Supplied material:

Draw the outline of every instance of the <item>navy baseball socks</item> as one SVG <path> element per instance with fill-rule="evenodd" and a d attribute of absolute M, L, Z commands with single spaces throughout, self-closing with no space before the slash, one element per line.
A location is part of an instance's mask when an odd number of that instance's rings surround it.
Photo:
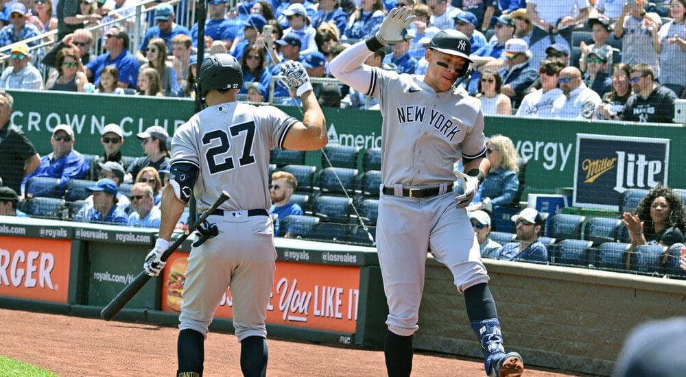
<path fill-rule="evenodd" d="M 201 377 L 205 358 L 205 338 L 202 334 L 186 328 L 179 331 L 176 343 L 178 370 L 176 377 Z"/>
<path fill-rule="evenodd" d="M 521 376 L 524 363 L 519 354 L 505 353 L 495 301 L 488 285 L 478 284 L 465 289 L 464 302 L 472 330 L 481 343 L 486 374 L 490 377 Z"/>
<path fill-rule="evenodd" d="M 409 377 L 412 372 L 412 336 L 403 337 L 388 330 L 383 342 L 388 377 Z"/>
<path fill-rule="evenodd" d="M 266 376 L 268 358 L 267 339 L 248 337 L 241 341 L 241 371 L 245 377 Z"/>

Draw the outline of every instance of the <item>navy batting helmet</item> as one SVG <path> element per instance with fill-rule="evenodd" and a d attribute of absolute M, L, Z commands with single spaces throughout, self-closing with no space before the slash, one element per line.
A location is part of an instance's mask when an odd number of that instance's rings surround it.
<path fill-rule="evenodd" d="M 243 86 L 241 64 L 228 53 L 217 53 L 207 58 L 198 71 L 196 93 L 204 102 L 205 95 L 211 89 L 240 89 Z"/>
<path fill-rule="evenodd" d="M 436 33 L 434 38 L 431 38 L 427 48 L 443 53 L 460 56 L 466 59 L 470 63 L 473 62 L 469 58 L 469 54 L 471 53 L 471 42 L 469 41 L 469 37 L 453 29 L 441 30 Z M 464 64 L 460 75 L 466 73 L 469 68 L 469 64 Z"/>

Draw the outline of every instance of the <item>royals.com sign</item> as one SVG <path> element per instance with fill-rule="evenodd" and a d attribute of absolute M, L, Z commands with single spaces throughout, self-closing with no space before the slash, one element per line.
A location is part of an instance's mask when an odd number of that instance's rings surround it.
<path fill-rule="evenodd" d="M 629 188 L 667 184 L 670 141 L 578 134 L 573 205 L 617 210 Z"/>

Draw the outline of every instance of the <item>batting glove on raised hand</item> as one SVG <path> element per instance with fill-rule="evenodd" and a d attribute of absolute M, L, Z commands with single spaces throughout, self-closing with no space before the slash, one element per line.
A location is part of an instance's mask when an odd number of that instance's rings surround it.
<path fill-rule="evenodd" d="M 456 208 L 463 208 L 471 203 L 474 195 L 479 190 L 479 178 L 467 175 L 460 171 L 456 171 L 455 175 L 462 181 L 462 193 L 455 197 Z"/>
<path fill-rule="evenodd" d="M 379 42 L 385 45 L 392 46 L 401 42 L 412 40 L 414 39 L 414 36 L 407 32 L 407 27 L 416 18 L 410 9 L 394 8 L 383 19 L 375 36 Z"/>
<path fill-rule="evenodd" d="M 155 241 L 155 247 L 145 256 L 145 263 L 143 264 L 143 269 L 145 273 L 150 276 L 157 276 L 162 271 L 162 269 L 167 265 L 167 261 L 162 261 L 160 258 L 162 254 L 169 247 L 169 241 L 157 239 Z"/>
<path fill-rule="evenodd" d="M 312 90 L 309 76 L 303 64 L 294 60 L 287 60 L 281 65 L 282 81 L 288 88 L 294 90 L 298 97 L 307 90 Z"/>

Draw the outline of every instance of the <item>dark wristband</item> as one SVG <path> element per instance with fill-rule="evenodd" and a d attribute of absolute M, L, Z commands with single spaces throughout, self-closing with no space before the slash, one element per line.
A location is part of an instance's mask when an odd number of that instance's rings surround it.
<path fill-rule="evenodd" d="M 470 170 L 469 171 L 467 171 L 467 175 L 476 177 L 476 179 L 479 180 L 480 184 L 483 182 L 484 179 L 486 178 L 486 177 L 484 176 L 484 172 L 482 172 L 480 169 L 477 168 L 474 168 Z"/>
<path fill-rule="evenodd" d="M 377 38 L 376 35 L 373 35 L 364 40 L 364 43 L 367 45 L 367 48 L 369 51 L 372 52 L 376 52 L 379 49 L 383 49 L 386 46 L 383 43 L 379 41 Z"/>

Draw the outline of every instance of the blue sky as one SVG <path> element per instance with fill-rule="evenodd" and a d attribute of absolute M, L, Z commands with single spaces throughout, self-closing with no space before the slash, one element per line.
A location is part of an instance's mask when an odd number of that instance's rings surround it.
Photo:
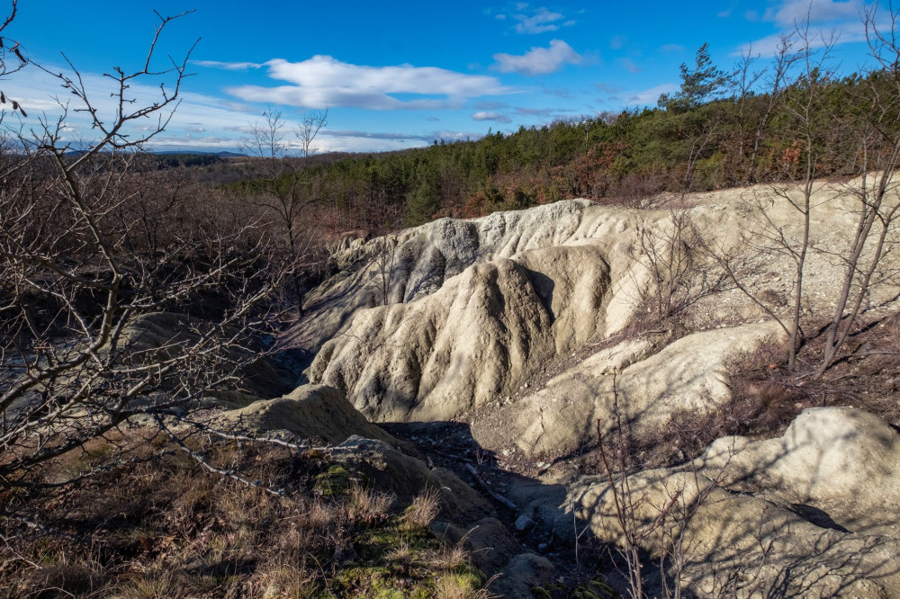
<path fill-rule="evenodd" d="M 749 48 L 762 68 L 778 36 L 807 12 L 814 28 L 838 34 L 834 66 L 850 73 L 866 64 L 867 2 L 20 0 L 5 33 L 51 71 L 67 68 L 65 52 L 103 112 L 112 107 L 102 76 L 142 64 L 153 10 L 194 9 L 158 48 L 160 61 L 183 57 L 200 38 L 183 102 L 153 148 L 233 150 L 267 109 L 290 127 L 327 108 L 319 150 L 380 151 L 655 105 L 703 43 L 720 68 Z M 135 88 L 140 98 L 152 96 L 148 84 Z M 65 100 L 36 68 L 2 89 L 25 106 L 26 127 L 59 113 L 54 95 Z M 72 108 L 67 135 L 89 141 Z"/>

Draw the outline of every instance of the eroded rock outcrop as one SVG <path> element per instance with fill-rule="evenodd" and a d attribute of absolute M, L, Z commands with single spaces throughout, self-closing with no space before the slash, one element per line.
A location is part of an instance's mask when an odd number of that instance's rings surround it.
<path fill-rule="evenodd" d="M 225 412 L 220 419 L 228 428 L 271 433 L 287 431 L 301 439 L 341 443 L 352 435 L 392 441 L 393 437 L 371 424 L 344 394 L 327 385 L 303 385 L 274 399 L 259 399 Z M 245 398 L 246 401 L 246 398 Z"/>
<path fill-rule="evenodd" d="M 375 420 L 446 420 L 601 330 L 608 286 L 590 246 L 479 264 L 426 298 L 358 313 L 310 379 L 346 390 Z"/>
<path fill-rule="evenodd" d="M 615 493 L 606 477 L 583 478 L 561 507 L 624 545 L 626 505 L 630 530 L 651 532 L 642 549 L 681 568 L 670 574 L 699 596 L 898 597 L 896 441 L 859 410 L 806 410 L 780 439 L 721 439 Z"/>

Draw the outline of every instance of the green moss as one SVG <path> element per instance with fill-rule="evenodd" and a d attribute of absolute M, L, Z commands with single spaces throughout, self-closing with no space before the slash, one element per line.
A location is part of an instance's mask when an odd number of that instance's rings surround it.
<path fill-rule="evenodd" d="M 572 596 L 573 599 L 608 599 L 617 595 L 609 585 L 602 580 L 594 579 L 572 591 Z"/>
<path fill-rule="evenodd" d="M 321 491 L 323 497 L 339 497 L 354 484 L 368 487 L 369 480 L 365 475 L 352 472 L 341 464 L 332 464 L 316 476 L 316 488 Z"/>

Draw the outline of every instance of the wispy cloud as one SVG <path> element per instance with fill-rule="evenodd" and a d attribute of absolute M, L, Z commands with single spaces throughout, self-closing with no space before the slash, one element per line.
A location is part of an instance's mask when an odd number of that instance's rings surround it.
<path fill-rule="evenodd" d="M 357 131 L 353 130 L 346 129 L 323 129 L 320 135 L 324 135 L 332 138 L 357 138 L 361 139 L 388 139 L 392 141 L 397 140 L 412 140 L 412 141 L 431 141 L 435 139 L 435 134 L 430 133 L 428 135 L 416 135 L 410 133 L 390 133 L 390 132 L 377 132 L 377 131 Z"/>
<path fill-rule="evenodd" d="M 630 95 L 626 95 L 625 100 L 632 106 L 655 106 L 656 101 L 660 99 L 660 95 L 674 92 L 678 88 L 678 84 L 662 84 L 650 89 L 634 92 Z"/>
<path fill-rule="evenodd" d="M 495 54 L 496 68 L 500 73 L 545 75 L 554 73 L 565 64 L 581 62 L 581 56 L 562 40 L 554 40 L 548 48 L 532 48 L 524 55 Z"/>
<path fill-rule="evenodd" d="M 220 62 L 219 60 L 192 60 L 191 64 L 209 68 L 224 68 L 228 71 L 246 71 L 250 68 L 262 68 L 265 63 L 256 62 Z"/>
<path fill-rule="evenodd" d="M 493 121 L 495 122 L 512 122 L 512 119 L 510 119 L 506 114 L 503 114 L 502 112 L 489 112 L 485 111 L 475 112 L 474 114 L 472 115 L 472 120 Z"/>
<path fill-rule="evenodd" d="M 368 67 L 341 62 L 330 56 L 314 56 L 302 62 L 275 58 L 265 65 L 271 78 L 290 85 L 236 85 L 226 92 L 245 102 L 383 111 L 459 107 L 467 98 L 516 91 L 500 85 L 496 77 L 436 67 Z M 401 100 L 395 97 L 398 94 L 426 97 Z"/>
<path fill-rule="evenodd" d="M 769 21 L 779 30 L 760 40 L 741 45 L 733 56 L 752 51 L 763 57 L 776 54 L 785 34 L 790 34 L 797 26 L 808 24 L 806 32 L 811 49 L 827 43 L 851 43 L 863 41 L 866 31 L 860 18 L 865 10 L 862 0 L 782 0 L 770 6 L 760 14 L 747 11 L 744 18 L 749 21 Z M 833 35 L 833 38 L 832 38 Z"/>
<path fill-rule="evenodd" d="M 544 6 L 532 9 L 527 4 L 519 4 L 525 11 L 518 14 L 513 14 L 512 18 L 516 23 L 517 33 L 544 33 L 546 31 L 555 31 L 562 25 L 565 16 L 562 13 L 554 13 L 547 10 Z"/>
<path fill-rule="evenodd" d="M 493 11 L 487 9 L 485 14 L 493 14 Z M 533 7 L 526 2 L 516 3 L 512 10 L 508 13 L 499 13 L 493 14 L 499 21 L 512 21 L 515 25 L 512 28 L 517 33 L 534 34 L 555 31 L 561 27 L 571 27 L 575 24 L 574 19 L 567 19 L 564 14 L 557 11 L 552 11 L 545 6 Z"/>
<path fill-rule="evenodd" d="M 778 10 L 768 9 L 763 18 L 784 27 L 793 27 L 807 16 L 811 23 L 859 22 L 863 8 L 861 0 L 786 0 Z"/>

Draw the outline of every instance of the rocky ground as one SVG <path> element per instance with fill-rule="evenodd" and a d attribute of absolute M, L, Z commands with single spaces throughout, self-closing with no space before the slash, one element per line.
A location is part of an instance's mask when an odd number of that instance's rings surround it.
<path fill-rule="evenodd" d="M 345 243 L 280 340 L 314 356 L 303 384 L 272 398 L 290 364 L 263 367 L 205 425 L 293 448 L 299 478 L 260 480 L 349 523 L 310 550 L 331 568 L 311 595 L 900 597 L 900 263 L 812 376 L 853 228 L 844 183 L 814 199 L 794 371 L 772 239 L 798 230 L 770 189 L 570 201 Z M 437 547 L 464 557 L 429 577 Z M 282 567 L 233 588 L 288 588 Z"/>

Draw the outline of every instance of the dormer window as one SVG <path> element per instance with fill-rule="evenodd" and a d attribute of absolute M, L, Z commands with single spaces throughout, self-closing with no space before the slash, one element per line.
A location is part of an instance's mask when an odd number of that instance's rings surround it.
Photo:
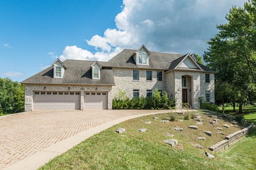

Description of the task: Reproduce the part of the items above that begins with the line containing "Draw the outline of every instance of the green" and ends with the line containing "321 491 L 323", with both of those lines included and every character unchanged.

Exercise answer:
Draw the outline of every instance of the green moss as one SVG <path> element per instance with fill-rule="evenodd" and a d attribute of absolute M, L, Z commands with single spaces throughout, self-closing with no space before the slash, one element per line.
A location is part of an instance's mask when an odd number of that instance's rings surround it.
<path fill-rule="evenodd" d="M 572 596 L 573 599 L 608 599 L 617 595 L 609 585 L 602 580 L 594 579 L 572 591 Z"/>
<path fill-rule="evenodd" d="M 321 491 L 323 497 L 339 497 L 354 484 L 368 487 L 369 480 L 365 475 L 352 472 L 341 464 L 332 464 L 316 476 L 316 488 Z"/>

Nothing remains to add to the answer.